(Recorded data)
+---+
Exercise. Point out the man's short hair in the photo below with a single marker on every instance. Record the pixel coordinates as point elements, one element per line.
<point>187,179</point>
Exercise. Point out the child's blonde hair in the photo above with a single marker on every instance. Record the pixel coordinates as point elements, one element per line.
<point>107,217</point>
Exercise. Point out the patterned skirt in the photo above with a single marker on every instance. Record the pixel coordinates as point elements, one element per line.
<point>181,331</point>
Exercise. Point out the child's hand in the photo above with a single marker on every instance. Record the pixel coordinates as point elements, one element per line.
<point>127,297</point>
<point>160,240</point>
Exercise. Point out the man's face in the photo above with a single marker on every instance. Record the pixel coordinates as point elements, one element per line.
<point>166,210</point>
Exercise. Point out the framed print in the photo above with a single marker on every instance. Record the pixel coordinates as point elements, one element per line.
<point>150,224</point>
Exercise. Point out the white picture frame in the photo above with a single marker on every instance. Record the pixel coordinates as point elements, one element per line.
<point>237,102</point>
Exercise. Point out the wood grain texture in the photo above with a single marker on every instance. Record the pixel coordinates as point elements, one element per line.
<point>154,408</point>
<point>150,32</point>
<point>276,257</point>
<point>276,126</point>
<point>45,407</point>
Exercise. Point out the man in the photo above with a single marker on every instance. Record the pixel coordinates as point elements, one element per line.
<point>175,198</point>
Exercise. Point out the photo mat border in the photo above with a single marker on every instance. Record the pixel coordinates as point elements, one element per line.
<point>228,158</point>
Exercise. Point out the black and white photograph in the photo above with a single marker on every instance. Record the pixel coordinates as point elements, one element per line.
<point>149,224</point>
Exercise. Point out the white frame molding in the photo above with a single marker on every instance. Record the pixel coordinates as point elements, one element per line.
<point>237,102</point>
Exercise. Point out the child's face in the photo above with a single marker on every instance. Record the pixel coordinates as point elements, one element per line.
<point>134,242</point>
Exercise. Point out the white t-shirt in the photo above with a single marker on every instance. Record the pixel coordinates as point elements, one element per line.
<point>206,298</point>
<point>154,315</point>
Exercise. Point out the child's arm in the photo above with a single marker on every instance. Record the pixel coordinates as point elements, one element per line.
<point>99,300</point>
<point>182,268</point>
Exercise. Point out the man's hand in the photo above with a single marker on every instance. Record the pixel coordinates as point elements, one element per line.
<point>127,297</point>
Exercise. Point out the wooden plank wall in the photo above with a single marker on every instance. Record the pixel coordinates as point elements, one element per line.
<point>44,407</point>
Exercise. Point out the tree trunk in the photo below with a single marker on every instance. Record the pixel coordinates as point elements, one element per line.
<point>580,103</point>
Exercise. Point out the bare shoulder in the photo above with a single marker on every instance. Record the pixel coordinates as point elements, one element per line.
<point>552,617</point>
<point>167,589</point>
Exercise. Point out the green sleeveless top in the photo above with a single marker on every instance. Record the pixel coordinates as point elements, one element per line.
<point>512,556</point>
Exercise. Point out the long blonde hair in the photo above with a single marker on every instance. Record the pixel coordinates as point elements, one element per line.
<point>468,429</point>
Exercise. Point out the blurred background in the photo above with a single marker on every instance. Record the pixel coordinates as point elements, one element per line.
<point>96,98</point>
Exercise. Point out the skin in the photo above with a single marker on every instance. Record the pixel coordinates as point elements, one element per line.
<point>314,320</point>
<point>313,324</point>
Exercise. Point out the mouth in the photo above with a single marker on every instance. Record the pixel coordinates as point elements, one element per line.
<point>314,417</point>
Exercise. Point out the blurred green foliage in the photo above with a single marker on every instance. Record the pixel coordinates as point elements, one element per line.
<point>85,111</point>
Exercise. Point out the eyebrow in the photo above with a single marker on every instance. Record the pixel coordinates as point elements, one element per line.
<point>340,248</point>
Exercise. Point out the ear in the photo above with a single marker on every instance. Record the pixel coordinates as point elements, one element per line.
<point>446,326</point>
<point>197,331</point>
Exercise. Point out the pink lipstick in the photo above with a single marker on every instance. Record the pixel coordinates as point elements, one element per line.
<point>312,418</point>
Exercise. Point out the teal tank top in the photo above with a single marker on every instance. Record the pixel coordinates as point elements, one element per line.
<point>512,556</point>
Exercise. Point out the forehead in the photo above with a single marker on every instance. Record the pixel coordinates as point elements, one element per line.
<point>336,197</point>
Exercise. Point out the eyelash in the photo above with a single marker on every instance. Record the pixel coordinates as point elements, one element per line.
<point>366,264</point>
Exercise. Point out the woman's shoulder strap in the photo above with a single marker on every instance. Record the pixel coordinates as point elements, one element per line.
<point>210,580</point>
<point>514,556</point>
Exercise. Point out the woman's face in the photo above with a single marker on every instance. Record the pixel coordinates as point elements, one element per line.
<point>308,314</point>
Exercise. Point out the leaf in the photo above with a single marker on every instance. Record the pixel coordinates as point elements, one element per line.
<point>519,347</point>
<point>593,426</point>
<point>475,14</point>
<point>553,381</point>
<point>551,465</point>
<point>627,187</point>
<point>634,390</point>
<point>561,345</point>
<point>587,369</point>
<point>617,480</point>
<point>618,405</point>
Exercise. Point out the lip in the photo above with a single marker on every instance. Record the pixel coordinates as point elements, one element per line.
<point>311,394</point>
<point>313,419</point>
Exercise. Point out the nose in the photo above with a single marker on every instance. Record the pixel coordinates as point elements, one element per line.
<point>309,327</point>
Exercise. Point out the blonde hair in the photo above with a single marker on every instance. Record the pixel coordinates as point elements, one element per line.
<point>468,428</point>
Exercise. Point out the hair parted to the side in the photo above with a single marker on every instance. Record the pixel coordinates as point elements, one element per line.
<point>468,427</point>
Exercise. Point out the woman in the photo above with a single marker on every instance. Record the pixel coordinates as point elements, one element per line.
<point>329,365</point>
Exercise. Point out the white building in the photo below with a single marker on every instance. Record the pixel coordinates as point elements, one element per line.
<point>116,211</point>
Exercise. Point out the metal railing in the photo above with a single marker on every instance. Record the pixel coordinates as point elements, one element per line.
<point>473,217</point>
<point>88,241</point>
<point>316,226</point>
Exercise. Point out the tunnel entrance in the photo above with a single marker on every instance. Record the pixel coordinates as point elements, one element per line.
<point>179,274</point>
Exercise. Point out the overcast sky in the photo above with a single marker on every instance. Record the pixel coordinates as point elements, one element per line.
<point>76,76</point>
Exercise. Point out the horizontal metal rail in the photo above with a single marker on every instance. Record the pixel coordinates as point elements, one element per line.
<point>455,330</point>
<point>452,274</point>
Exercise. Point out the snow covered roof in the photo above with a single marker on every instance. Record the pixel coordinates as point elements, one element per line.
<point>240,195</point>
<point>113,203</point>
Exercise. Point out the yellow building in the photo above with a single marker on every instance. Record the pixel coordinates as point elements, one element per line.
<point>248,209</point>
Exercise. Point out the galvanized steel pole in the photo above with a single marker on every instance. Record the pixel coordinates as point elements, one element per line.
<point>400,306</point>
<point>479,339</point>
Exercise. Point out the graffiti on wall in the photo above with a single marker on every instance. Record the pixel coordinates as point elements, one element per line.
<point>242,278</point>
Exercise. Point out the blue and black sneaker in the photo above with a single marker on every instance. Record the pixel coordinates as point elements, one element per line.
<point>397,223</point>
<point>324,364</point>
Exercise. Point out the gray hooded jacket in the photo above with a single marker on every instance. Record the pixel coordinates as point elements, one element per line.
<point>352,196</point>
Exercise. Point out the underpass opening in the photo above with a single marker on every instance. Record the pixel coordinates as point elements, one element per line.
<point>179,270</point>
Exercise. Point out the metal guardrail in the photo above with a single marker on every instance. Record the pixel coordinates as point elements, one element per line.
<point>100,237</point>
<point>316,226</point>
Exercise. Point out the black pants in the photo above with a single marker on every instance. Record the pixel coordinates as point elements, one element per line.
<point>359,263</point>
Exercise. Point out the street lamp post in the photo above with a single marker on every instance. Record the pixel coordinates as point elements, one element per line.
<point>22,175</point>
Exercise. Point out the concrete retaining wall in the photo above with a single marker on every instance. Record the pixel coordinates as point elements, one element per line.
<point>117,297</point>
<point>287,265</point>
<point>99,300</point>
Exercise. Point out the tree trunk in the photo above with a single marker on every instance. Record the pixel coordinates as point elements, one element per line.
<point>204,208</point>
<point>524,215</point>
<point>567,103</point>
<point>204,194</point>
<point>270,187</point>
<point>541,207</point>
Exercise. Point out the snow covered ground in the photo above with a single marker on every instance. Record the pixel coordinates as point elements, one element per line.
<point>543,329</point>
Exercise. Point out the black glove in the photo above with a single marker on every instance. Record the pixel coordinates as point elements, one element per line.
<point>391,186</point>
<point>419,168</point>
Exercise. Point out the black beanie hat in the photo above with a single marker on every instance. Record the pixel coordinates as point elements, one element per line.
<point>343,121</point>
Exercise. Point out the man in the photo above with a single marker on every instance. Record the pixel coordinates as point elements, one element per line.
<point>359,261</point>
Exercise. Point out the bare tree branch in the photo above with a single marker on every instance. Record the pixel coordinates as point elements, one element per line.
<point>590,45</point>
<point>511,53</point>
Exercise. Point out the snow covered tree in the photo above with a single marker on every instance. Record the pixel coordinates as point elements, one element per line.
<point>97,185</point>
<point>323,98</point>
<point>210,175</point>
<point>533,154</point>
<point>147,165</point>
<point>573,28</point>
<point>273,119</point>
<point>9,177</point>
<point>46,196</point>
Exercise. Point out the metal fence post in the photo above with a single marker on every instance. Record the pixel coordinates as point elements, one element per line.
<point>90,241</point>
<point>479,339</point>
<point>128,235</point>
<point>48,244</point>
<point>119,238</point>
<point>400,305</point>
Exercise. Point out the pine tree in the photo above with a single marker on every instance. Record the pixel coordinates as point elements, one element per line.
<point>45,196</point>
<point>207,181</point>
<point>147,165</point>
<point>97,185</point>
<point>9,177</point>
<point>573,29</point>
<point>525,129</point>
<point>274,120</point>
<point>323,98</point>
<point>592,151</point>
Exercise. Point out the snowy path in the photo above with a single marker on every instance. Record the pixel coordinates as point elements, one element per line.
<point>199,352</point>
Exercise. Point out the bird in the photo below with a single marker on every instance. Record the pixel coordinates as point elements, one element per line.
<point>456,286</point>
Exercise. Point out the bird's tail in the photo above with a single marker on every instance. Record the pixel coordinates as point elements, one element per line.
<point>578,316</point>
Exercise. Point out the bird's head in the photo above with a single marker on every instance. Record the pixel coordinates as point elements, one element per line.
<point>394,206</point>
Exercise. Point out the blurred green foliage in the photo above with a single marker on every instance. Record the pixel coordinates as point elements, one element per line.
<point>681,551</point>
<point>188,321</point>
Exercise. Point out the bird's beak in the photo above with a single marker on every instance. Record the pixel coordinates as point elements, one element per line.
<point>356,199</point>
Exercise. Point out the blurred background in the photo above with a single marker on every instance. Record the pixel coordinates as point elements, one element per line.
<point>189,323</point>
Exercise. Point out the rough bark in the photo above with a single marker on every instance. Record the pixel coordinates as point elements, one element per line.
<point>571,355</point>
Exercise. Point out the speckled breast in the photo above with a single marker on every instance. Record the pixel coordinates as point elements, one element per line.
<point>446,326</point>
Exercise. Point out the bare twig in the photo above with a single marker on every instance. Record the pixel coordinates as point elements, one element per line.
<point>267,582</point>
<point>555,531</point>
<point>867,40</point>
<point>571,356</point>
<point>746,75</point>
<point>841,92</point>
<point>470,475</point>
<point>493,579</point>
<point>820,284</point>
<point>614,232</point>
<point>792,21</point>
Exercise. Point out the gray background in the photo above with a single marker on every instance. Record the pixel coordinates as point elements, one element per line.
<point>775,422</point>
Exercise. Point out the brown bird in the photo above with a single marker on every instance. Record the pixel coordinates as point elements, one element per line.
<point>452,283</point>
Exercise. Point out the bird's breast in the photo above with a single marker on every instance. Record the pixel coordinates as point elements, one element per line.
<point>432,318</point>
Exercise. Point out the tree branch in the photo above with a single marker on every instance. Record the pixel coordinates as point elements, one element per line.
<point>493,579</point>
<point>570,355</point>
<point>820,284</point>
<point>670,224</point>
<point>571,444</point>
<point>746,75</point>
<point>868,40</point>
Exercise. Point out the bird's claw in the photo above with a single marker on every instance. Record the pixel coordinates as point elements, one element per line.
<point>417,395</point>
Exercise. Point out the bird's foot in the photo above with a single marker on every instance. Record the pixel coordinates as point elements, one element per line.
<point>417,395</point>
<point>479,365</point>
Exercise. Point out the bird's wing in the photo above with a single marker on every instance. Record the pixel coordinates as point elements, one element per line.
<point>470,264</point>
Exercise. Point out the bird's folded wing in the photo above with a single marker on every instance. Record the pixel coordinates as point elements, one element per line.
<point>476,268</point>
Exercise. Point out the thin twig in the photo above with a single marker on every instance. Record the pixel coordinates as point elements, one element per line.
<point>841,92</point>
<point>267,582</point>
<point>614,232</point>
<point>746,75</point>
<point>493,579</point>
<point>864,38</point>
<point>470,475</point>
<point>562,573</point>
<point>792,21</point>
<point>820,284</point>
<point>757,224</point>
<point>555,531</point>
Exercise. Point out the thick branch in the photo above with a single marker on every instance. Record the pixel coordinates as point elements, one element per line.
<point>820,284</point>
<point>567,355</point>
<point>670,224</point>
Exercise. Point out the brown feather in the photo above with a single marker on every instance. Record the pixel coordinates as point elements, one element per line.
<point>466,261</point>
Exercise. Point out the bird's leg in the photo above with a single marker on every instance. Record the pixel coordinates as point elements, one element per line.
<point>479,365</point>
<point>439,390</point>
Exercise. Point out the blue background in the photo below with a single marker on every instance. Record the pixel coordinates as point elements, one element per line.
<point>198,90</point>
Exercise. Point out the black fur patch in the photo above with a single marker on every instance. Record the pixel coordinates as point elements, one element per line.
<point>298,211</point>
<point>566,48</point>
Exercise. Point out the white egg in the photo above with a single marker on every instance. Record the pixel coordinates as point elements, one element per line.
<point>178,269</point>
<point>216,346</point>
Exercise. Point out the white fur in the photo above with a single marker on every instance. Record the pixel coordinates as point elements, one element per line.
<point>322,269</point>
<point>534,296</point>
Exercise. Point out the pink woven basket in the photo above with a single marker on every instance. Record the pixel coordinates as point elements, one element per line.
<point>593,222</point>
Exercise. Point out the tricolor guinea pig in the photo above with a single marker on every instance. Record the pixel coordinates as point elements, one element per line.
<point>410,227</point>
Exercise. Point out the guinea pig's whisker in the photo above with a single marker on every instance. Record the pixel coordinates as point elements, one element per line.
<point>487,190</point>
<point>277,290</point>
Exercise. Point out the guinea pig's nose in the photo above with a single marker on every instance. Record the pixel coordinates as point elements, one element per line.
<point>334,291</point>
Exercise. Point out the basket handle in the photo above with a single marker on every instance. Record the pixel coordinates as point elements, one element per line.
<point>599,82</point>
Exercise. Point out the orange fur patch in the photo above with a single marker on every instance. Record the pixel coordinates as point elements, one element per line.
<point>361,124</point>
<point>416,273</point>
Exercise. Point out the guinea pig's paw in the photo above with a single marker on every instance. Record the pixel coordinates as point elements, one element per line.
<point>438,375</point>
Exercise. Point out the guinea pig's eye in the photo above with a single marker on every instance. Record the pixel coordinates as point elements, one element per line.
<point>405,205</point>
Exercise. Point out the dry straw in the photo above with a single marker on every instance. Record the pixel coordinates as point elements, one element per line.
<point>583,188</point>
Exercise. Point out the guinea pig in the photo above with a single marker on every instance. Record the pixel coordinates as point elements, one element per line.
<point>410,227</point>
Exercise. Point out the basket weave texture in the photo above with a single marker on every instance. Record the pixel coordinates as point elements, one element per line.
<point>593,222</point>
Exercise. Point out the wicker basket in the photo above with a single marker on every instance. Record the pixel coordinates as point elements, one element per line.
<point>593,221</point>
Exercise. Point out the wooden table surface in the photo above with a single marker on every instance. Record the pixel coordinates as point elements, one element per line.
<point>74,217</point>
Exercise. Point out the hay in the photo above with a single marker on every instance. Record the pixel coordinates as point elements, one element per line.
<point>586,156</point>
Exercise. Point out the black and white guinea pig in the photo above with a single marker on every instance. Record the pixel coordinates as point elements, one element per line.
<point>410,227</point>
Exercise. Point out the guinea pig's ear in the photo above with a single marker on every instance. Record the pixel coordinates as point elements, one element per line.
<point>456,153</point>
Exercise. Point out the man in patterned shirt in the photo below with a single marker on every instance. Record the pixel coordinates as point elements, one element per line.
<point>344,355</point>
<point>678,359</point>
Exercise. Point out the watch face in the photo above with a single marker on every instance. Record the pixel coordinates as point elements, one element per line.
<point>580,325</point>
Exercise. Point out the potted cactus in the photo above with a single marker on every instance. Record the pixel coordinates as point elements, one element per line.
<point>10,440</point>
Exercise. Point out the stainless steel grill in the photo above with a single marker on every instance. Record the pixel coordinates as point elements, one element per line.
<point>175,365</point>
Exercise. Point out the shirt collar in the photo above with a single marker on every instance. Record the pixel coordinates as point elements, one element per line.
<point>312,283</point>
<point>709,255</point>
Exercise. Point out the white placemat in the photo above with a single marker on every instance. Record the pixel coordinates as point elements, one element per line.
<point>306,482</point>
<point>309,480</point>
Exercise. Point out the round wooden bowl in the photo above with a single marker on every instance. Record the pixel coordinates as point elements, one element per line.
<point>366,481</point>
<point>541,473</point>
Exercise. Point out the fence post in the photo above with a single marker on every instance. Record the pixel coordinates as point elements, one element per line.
+---+
> Task
Scale the coordinates in the lines beginning at the one that has "Exercise. Point out the snow covered roof" and ending after the one that has "<point>324,364</point>". Rewrite every line in that span in full, keeping all other text the same, and multiply each pixel coordinate by 0.6, rounding to the nearest whole number with halves rounded up.

> Solved exercise
Exercise. Point out the snow covered roof in the photo above with a single marker on every instance. Record the pixel coordinates as point elements, one element per line.
<point>144,117</point>
<point>68,122</point>
Exercise. Point out the yellow building in the photo above with a single marker on every instance. Record the pixel coordinates as point elements, one element per line.
<point>149,125</point>
Exercise. Point out the galvanized steel pole in the photo above with a single marker on every instance. Record the pixel coordinates as point elements, one element per line.
<point>240,184</point>
<point>287,203</point>
Exercise. Point out the graffiti on wall in the photo above with a single marker on every instance. Record the pixel coordinates as point elements, one element per line.
<point>145,167</point>
Exercise. Point out the blue and black sneaker in the photo above with a single marker on every instance. Record the pixel coordinates as point elements, one element per line.
<point>238,134</point>
<point>194,218</point>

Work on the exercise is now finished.